Image object location data ▸
+++

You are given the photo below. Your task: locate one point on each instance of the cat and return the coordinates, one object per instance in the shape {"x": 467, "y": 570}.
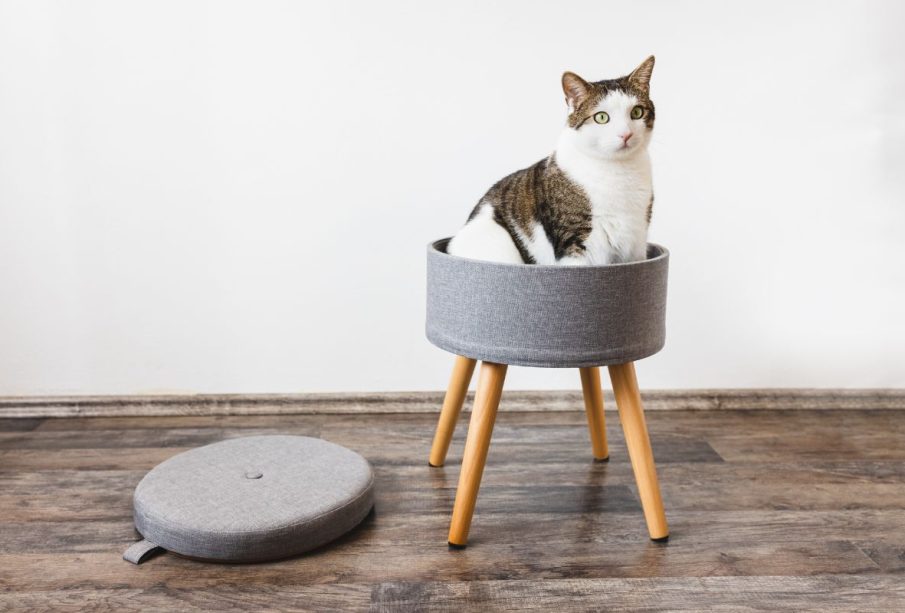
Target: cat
{"x": 591, "y": 201}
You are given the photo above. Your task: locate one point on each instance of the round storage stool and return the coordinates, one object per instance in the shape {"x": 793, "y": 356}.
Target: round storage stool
{"x": 580, "y": 317}
{"x": 251, "y": 499}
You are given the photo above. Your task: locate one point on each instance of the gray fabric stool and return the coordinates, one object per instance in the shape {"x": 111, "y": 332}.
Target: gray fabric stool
{"x": 251, "y": 499}
{"x": 549, "y": 316}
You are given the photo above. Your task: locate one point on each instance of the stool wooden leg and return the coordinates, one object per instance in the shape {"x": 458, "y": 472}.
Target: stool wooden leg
{"x": 452, "y": 406}
{"x": 480, "y": 428}
{"x": 631, "y": 414}
{"x": 593, "y": 406}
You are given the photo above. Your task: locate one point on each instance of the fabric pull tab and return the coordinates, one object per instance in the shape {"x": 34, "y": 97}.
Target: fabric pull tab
{"x": 140, "y": 551}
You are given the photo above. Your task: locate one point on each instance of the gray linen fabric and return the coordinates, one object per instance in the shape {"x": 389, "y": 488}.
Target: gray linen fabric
{"x": 254, "y": 498}
{"x": 550, "y": 316}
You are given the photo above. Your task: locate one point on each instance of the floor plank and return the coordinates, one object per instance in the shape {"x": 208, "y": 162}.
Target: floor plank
{"x": 769, "y": 510}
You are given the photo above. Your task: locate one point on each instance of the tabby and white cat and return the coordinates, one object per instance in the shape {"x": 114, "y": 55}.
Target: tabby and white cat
{"x": 590, "y": 202}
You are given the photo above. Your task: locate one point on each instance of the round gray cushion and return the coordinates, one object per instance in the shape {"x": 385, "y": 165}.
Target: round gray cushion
{"x": 253, "y": 499}
{"x": 554, "y": 316}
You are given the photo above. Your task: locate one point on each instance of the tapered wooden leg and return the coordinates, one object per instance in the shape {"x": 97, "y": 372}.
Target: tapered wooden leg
{"x": 593, "y": 406}
{"x": 480, "y": 428}
{"x": 631, "y": 414}
{"x": 452, "y": 406}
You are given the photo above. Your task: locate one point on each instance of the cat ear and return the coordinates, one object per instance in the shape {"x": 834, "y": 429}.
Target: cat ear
{"x": 640, "y": 77}
{"x": 575, "y": 88}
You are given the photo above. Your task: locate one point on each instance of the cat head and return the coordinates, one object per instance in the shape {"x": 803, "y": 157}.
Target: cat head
{"x": 611, "y": 119}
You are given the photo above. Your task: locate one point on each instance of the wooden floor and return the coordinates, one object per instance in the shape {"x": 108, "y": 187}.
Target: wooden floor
{"x": 769, "y": 510}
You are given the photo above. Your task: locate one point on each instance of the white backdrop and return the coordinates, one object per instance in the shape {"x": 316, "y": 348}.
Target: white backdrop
{"x": 236, "y": 197}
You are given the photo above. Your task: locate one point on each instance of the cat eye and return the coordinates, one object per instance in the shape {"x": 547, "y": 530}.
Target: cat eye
{"x": 601, "y": 117}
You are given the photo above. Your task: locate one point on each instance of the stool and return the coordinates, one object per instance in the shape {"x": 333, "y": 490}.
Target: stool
{"x": 580, "y": 317}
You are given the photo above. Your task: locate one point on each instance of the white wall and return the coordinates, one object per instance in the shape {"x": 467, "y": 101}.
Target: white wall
{"x": 235, "y": 197}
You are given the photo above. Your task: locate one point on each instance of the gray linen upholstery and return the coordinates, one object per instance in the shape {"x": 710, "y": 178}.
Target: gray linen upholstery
{"x": 550, "y": 316}
{"x": 253, "y": 499}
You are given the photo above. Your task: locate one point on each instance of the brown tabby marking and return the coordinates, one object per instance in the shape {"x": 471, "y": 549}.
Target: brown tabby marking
{"x": 543, "y": 193}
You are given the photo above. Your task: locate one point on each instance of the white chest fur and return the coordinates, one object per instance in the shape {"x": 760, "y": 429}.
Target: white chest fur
{"x": 620, "y": 193}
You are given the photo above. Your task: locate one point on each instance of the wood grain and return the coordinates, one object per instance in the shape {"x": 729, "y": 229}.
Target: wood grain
{"x": 427, "y": 402}
{"x": 770, "y": 510}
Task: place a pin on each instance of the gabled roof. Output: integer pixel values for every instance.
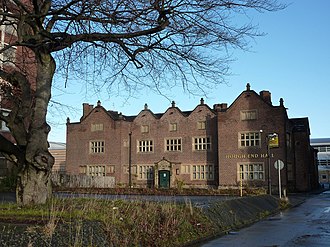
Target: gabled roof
(320, 141)
(300, 124)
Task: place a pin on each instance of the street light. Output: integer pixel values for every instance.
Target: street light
(272, 141)
(130, 160)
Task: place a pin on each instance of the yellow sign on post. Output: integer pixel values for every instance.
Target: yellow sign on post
(273, 140)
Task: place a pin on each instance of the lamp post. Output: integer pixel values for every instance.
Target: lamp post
(272, 142)
(130, 161)
(268, 157)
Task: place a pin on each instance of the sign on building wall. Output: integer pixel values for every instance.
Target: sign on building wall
(273, 140)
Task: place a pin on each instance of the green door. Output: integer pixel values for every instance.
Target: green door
(164, 179)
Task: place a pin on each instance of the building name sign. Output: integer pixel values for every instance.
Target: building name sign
(247, 156)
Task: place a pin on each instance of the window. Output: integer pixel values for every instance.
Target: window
(145, 146)
(202, 143)
(3, 125)
(173, 145)
(251, 171)
(96, 170)
(248, 115)
(83, 170)
(8, 55)
(111, 169)
(185, 169)
(146, 172)
(97, 146)
(324, 162)
(96, 127)
(10, 26)
(323, 149)
(173, 127)
(290, 171)
(250, 139)
(288, 140)
(144, 128)
(202, 172)
(201, 125)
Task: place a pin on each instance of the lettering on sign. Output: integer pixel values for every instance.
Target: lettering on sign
(247, 156)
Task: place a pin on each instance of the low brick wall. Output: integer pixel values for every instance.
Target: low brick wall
(82, 181)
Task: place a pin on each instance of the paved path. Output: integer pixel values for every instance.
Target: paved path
(306, 225)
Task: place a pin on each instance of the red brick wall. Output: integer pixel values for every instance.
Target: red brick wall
(270, 119)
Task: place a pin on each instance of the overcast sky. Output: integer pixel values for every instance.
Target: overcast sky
(291, 61)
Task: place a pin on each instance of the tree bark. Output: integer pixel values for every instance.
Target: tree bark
(34, 177)
(33, 186)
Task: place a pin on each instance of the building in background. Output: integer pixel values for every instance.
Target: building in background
(322, 145)
(58, 150)
(221, 147)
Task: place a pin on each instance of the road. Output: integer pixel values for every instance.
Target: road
(305, 225)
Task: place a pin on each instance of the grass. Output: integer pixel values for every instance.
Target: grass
(93, 222)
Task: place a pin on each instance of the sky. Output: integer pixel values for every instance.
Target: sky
(292, 61)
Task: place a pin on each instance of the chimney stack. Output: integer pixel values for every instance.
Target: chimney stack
(87, 108)
(266, 96)
(220, 107)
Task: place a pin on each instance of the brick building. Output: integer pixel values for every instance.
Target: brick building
(206, 147)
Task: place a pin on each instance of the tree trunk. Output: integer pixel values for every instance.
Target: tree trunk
(34, 177)
(33, 186)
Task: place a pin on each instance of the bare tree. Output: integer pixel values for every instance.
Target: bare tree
(125, 44)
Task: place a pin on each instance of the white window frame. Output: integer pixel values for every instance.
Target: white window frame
(249, 139)
(202, 143)
(201, 125)
(145, 146)
(97, 127)
(97, 146)
(8, 57)
(247, 115)
(185, 169)
(3, 125)
(96, 170)
(144, 128)
(251, 171)
(145, 172)
(173, 144)
(202, 172)
(173, 127)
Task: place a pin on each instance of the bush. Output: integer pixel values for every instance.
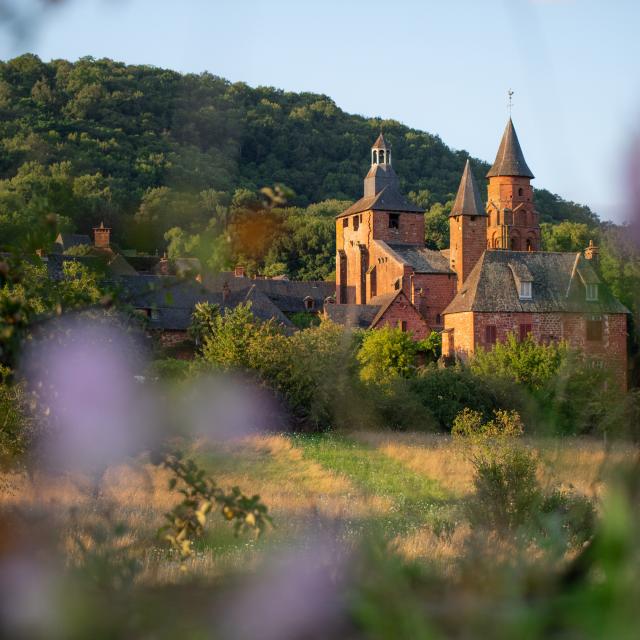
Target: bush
(525, 362)
(445, 392)
(386, 354)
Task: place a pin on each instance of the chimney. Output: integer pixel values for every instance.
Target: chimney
(101, 236)
(163, 266)
(592, 252)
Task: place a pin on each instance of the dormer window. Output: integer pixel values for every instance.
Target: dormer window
(525, 290)
(592, 292)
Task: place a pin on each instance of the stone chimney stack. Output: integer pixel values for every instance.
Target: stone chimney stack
(592, 252)
(102, 236)
(163, 266)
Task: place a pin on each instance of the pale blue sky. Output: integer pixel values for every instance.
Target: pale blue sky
(441, 66)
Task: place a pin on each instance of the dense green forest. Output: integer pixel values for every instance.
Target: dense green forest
(197, 165)
(97, 139)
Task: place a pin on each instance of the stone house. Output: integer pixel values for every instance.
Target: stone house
(493, 280)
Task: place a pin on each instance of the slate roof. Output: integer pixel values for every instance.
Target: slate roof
(558, 281)
(65, 241)
(468, 201)
(381, 143)
(423, 260)
(173, 300)
(510, 159)
(388, 199)
(354, 316)
(287, 295)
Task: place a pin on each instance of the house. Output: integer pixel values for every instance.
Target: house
(493, 280)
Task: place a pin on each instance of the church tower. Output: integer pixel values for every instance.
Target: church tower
(513, 221)
(467, 227)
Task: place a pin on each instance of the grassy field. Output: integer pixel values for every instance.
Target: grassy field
(406, 487)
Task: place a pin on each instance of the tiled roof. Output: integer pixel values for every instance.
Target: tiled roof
(557, 284)
(468, 201)
(388, 199)
(355, 316)
(423, 260)
(510, 159)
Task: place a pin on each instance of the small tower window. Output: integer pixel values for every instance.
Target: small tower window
(525, 290)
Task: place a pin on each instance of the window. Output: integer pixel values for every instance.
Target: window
(594, 329)
(525, 290)
(525, 330)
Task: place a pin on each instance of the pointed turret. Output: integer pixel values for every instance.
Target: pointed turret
(510, 159)
(381, 173)
(468, 201)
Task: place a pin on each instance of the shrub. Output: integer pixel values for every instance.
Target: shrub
(525, 362)
(386, 354)
(445, 392)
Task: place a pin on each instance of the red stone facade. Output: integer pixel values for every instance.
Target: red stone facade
(513, 221)
(466, 332)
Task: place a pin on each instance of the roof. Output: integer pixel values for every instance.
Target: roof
(67, 240)
(381, 143)
(556, 285)
(468, 201)
(354, 316)
(388, 199)
(510, 159)
(287, 295)
(173, 299)
(423, 260)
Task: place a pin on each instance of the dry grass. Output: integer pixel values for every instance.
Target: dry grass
(299, 491)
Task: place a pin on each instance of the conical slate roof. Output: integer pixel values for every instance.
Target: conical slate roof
(381, 143)
(510, 159)
(468, 201)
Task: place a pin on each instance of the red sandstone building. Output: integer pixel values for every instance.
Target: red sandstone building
(493, 280)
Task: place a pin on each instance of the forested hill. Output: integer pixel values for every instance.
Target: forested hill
(89, 139)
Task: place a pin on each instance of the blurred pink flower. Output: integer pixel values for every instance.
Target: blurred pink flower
(297, 595)
(95, 413)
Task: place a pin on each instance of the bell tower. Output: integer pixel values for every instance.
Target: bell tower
(513, 221)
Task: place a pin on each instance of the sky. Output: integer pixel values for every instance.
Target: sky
(442, 66)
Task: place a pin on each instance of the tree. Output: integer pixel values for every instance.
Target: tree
(386, 354)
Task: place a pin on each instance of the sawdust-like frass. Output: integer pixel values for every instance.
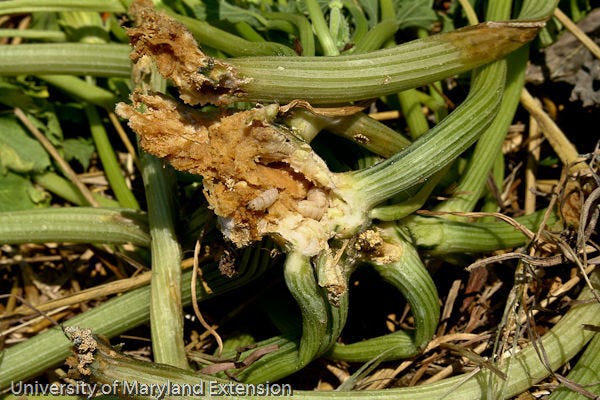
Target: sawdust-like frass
(258, 177)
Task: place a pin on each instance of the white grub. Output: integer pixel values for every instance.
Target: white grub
(263, 200)
(315, 204)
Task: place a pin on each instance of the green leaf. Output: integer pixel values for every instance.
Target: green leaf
(234, 14)
(18, 92)
(414, 13)
(17, 193)
(18, 151)
(80, 149)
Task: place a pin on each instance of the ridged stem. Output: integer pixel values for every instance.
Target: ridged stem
(331, 80)
(115, 316)
(438, 147)
(75, 225)
(409, 276)
(561, 343)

+++

What is expected ▸ Rewrite the data from the line containing "Task: place a pin on each instance of the ridged" through the end of the data, both ends included, keeping every request line as it is. Scale each coordinate in the answers by 2.05 and round it to a whole number, with halves rounded up.

Response to this task ▸
Task: place a pin on each instance of the ridged stem. Output: integer pixel values for every instance.
Target: ridged stem
(679, 164)
(236, 648)
(898, 301)
(154, 461)
(838, 566)
(1150, 703)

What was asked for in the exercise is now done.